● **Verilen metin**
# # # #

Geçen gece sağolsun Fatih Akın, sarhoşluğun da etkisiyle kafamıza kafamıza vurdu Orhan Gencebay, Sezen Aksu ve diğerleri diğerleriyle, film bitince arkadaşımla odaya gittik, bilgisayarın başına geçtik, ne yalan söyleyeyim, hiç beklemezdim; çıkardı Orhan Gencebay arşivini, ben serdim '80 öncesi SezenAksuşarkısıbilgimi, o gazla başladım art arda vodka shotlara -tipik kafam güzel olmadı ki tribine giren bü!- ağladım, ağladıkça konuştum, konuştukça bahsettiklerim midemi bulandırdı, en son üzerimde elbisemle duşun altında ellerime bakarken hatırlıyorum kendimi, hep o salak tebessüm, o anda bir kez daha fark ettim, bilmiyorum hala ne istediğimi, sürekli koşuyorum, sürekli her şeyi uçlara sürüklüyorum ama bir türlü bulamıyorum gerçeği, ben şimdi kalkıp buna aşık bile olabilirim, ama bilmiyorum bu dediğim şeyin bile ne olduğunu. Bunları neden anlatıyorum? Onu bile bilmiyorum dedim ya..

O gece Ladino song'u dinledim. Hiçbir şeyin altında neden aramadım, şüphe duymadım, anlam çıkarmadım, sen nerden çıktın diye sormadım -ama sorucam- bütün bunların bir anlamı olmalı..

İlk defa sır kutusu olan her insan gibi ben de var olanla nasıl başedeceğimi bilemiyorum.. Çok kurcalarsam bozulur mu acaba ya da ne kadar çalışıyor gibi sorular beynimi kemirmekle beraber, her şeyden önce "Pardon ama gerçekten mi?" diye sormak istiyorum..

28 Temmuz 2009 Salı

garip şeyler bunlar!


Çiçek Dilligil ile Bora Öztaprak'ın evli olması ve şıp diye ikisi de 3'er kez damıtarak burunlarından sızdırdıkları veletleri benden başka kimsenin dikkatini çekmedi mi ya'u!?

Peki ben bunu gördükten ve de saatlerce üstüne konuşup güldükten sonra, adamın astronomi doktorası yaptığını öğrenip gözlerimin yaşarması..?

# # # #

● **Alıntılanan satırlar**
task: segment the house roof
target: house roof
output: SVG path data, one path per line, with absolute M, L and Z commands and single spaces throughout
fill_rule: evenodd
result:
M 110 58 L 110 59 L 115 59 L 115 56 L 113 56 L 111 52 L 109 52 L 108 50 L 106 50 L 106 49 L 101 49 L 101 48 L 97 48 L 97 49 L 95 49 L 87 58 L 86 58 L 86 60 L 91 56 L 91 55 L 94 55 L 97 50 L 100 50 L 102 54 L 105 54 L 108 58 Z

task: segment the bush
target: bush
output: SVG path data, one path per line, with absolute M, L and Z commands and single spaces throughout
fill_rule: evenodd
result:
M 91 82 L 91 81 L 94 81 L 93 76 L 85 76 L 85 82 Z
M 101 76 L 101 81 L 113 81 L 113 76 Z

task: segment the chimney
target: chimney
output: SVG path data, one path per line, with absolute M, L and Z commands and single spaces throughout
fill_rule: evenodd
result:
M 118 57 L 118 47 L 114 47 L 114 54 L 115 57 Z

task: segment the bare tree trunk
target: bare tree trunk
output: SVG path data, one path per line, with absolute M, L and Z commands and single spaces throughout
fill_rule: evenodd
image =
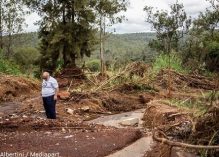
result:
M 3 49 L 2 0 L 0 0 L 0 49 Z
M 101 65 L 101 75 L 104 75 L 104 56 L 103 56 L 103 16 L 100 15 L 100 65 Z

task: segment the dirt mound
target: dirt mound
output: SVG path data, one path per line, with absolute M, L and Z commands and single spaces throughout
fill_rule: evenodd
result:
M 39 91 L 40 85 L 36 80 L 18 76 L 0 76 L 0 101 L 11 101 L 14 98 L 21 98 L 32 95 Z
M 212 90 L 217 88 L 216 83 L 214 82 L 213 79 L 204 76 L 180 74 L 174 70 L 170 70 L 170 76 L 171 76 L 170 79 L 171 88 L 174 91 L 177 91 L 178 89 L 182 89 L 185 87 L 199 88 L 206 90 Z M 169 82 L 168 80 L 169 80 L 169 70 L 164 69 L 161 70 L 156 76 L 155 84 L 163 89 L 167 89 Z
M 152 101 L 148 104 L 143 120 L 147 128 L 160 128 L 167 135 L 185 138 L 192 131 L 189 113 L 183 113 L 176 107 L 171 107 Z
M 145 108 L 151 99 L 150 95 L 131 96 L 122 93 L 110 93 L 101 97 L 103 106 L 112 112 L 128 112 Z
M 150 94 L 129 95 L 119 92 L 72 93 L 68 104 L 83 107 L 88 106 L 92 112 L 126 112 L 145 108 L 153 99 Z M 73 105 L 71 105 L 73 106 Z
M 142 83 L 125 83 L 122 86 L 115 89 L 115 91 L 119 91 L 121 93 L 136 93 L 136 92 L 149 92 L 153 96 L 156 95 L 157 92 L 159 92 L 157 89 L 151 87 L 148 84 L 142 84 Z
M 138 130 L 115 128 L 0 133 L 0 151 L 18 152 L 25 154 L 24 156 L 35 152 L 36 155 L 32 156 L 70 157 L 74 154 L 74 157 L 103 157 L 124 148 L 140 137 L 141 133 Z
M 75 79 L 85 79 L 83 71 L 79 67 L 67 67 L 64 68 L 59 74 L 57 74 L 58 78 L 75 78 Z
M 20 117 L 3 119 L 0 123 L 1 131 L 31 131 L 31 130 L 49 130 L 62 127 L 91 129 L 92 126 L 85 126 L 81 123 L 68 120 L 44 120 L 42 118 Z
M 219 104 L 218 104 L 219 106 Z M 192 141 L 201 145 L 219 145 L 219 108 L 199 117 L 192 134 Z M 198 140 L 197 140 L 198 139 Z

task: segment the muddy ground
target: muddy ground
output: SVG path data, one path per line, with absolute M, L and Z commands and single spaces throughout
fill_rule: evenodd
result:
M 73 89 L 70 89 L 71 92 L 67 97 L 59 99 L 58 119 L 55 121 L 45 118 L 38 81 L 4 76 L 0 81 L 0 152 L 59 152 L 60 156 L 64 157 L 102 157 L 132 144 L 142 136 L 151 136 L 152 131 L 157 128 L 176 141 L 206 144 L 194 140 L 202 138 L 205 133 L 205 130 L 202 134 L 196 132 L 203 124 L 198 123 L 198 118 L 194 117 L 196 108 L 188 110 L 179 108 L 173 103 L 175 100 L 207 102 L 203 93 L 209 93 L 214 89 L 214 82 L 204 77 L 184 76 L 172 72 L 175 76 L 172 80 L 171 100 L 174 100 L 172 102 L 167 95 L 166 73 L 161 71 L 151 83 L 140 85 L 125 83 L 114 90 L 96 92 L 77 91 L 76 88 L 86 84 L 86 81 L 80 78 L 78 81 L 74 80 L 72 85 L 72 79 L 63 78 L 65 73 L 60 74 L 61 90 L 66 92 L 70 86 Z M 141 130 L 133 126 L 115 128 L 87 123 L 101 116 L 138 109 L 145 110 L 144 128 Z M 196 123 L 200 124 L 197 125 L 199 128 L 195 128 Z M 218 122 L 211 121 L 211 125 L 215 126 L 213 128 L 215 130 Z M 212 134 L 209 128 L 208 133 Z M 217 140 L 212 144 L 218 144 Z M 169 146 L 157 143 L 152 150 L 145 152 L 145 157 L 169 157 L 174 153 L 176 151 L 170 150 Z M 211 153 L 211 156 L 215 156 L 215 152 Z

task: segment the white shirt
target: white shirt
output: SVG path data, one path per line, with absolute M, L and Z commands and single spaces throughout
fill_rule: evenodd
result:
M 55 78 L 49 77 L 48 80 L 43 80 L 42 83 L 42 97 L 49 97 L 55 95 L 56 89 L 59 87 Z

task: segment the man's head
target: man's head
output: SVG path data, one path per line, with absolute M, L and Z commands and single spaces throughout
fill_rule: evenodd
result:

# # # #

● **Görevin amacı**
Metinde "O gece Ladino" sözlerinden başlayıp aşağı doğru "garip şeyler bunlar!" sözlerine kadar giden bölümün hepsini, hiçbir şeyini değiştirmeden harfi harfine yazın.

● **Görevin cevabı**
O gece Ladino song'u dinledim. Hiçbir şeyin altında neden aramadım, şüphe duymadım, anlam çıkarmadım, sen nerden çıktın diye sormadım -ama sorucam- bütün bunların bir anlamı olmalı..

İlk defa sır kutusu olan her insan gibi ben de var olanla nasıl başedeceğimi bilemiyorum.. Çok kurcalarsam bozulur mu acaba ya da ne kadar çalışıyor gibi sorular beynimi kemirmekle beraber, her şeyden önce "Pardon ama gerçekten mi?" diye sormak istiyorum..

28 Temmuz 2009 Salı

garip şeyler bunlar!